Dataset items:

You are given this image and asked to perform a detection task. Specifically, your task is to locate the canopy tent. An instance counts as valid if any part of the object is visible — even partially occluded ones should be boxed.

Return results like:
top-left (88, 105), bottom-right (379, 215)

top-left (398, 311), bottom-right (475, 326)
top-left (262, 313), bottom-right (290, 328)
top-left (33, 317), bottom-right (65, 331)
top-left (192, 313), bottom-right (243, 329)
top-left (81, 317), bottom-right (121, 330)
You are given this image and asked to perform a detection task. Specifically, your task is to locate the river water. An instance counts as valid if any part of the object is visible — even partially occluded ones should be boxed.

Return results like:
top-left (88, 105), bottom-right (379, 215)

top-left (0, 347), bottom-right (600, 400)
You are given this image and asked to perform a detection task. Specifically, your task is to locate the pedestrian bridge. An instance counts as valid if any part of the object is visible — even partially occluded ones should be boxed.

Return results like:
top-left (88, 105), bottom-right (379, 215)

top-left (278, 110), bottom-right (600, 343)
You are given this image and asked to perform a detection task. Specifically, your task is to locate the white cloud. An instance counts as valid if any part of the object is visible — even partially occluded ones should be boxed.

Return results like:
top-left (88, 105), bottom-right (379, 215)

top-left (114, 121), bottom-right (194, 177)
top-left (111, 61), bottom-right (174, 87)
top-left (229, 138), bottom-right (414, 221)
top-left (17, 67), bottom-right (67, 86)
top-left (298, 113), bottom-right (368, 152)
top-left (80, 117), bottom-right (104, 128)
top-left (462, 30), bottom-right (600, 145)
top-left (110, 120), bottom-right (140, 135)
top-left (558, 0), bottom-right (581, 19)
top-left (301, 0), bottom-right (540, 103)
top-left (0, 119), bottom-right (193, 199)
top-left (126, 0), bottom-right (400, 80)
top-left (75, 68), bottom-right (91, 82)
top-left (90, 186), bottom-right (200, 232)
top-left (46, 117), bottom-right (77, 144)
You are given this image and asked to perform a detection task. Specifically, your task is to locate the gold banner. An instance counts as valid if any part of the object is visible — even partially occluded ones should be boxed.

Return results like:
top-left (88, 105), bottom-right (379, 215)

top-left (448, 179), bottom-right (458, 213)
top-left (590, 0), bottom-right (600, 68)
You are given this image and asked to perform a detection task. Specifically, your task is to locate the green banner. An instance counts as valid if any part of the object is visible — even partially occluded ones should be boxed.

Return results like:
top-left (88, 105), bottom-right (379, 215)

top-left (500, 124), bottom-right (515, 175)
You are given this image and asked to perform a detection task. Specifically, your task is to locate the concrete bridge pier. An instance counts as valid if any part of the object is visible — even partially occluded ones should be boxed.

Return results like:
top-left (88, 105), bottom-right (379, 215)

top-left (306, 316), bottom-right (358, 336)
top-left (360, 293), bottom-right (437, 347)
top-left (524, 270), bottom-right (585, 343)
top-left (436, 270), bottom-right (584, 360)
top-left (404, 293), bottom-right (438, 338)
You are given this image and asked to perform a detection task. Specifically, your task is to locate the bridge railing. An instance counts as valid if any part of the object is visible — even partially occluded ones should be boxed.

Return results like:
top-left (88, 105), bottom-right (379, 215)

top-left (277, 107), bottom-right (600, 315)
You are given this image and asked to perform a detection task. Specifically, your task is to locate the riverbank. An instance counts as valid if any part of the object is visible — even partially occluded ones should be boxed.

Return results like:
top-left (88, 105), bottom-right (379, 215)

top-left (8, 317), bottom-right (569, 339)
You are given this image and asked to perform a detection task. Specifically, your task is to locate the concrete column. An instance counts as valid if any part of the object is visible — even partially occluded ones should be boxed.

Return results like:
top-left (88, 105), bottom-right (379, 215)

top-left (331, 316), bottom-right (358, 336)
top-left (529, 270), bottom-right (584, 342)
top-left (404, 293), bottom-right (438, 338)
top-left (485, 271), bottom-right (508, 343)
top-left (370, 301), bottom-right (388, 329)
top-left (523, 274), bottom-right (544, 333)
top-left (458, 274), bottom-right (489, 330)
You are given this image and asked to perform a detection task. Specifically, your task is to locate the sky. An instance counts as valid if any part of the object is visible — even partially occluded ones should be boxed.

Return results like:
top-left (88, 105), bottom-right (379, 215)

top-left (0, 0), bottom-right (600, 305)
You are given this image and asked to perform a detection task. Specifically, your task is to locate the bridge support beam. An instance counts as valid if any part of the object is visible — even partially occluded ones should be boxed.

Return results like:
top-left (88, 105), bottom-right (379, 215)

TASK: Reproduce all of the data above verbatim, changing nothing.

ANSWER TO THIS EXERCISE:
You are given this image and asked to perform a detection task. Specifically, your task is to locate the canopy tent. An instance counts as valid if any part of the object is visible — even partially occluded ones should be boxed.

Return results like:
top-left (88, 105), bottom-right (379, 215)

top-left (398, 311), bottom-right (475, 326)
top-left (262, 313), bottom-right (290, 328)
top-left (33, 317), bottom-right (65, 331)
top-left (192, 313), bottom-right (243, 329)
top-left (81, 317), bottom-right (121, 330)
You are given this image and asked to perform a detection task. Specifically, your task is to locate the river water. An instance counts as valid if any part of the object is visible — even partially occluded ones should be boxed.

Return results like:
top-left (88, 105), bottom-right (379, 215)

top-left (0, 347), bottom-right (600, 400)
You are given this image and asked to perform a detection task. Specifically, your task is to locate the pedestrian bridge. An instance counts as valid if any part of the object is visible — even partially occluded ones should be boxed.

Return results like:
top-left (88, 105), bottom-right (379, 215)

top-left (278, 110), bottom-right (600, 343)
You are given this image and asked to perform a detection task. Specifically, your task is to locate the white cloud. An instance counts as valid if any part of the object is visible — even partially occluded ones should be boxed.

Return results like:
top-left (88, 105), bottom-right (379, 215)

top-left (114, 121), bottom-right (194, 177)
top-left (111, 61), bottom-right (174, 87)
top-left (229, 138), bottom-right (414, 221)
top-left (17, 67), bottom-right (67, 86)
top-left (298, 113), bottom-right (368, 152)
top-left (80, 117), bottom-right (104, 128)
top-left (462, 30), bottom-right (600, 145)
top-left (110, 120), bottom-right (140, 135)
top-left (558, 0), bottom-right (581, 19)
top-left (301, 0), bottom-right (540, 103)
top-left (0, 119), bottom-right (193, 199)
top-left (126, 0), bottom-right (400, 80)
top-left (75, 68), bottom-right (91, 82)
top-left (90, 186), bottom-right (200, 232)
top-left (46, 117), bottom-right (77, 144)
You are given this image and asked to perform a detection task. Specifically, your task is to locate the gold banner. An instance counts as valid if any part of the object is visible — even partially occluded ones should be boxed.

Return results like:
top-left (88, 105), bottom-right (379, 215)

top-left (448, 179), bottom-right (458, 213)
top-left (590, 0), bottom-right (600, 68)
You are given this image and asked to perform a detection task. Specifically, your task is to locate the green banner. An instance counts as valid if any part of the object is visible — even partially occluded ones should be boxed.

Return results like:
top-left (88, 105), bottom-right (379, 215)

top-left (500, 124), bottom-right (515, 175)
You are given this image and asked to perform a detection task. Specifically, your task is to locate the concrete bridge pier. An instance counts as valid if any part of the object is visible — even partially occluded ones should be boxed.

Return results like:
top-left (88, 105), bottom-right (379, 215)

top-left (306, 316), bottom-right (358, 336)
top-left (360, 293), bottom-right (437, 347)
top-left (524, 270), bottom-right (585, 343)
top-left (436, 270), bottom-right (584, 360)
top-left (404, 293), bottom-right (438, 338)
You are given this image and asked to perform a detection task. Specifically, your task is to locate the bridge railing. An instance counts as valid if any part of the object is visible — even partially occluded ones should be boxed.

Return results like:
top-left (88, 105), bottom-right (379, 215)

top-left (277, 107), bottom-right (600, 315)
You are given this image and asked to perform a detection task. Specifically, your task is to locate the riverbank. An instance counts as valid if any part of the object is visible — even partially occluded ones should be boxed.

Return results like:
top-left (88, 105), bottom-right (379, 215)

top-left (8, 317), bottom-right (569, 339)
You are given this image and asked to perform a detection task. Specifically, your task is to locate the concrete column. An instance counts as valid if any part of the object is visible — even partially occluded ones should be boxed.

Return results like:
top-left (88, 105), bottom-right (379, 215)

top-left (331, 316), bottom-right (358, 336)
top-left (529, 270), bottom-right (584, 342)
top-left (404, 293), bottom-right (438, 338)
top-left (485, 271), bottom-right (508, 343)
top-left (370, 301), bottom-right (388, 329)
top-left (523, 274), bottom-right (544, 333)
top-left (458, 274), bottom-right (489, 330)
You are given this image and asked to perform a detection task. Specifically, your task is to locate the sky. An instance counts as valid if any part of the object is visible — even partially occluded ones should be boxed.

Return results like:
top-left (88, 105), bottom-right (379, 215)

top-left (0, 0), bottom-right (600, 305)
You are given this image and asked to perform a detection task. Specifically, your task is to locate the bridge support beam. An instance counts as valid if any part of the object is visible — even partially occluded ones should be boxed.

Return results like:
top-left (88, 105), bottom-right (379, 215)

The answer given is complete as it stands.